_EXCERPTED DATA_.
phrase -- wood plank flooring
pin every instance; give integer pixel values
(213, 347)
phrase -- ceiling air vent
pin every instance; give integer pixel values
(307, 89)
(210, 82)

_WRITTEN TASK_.
Switch every occurrence of "integer" in the records to "whole-number" and reproduce the lines with nothing else altered.

_CORRECT RESPONSE_.
phrase -- wood plank flooring
pin every instance; give whole-number pixel values
(213, 347)
phrase -- ceiling air vent
pin every instance; give whole-number pixel values
(307, 89)
(210, 82)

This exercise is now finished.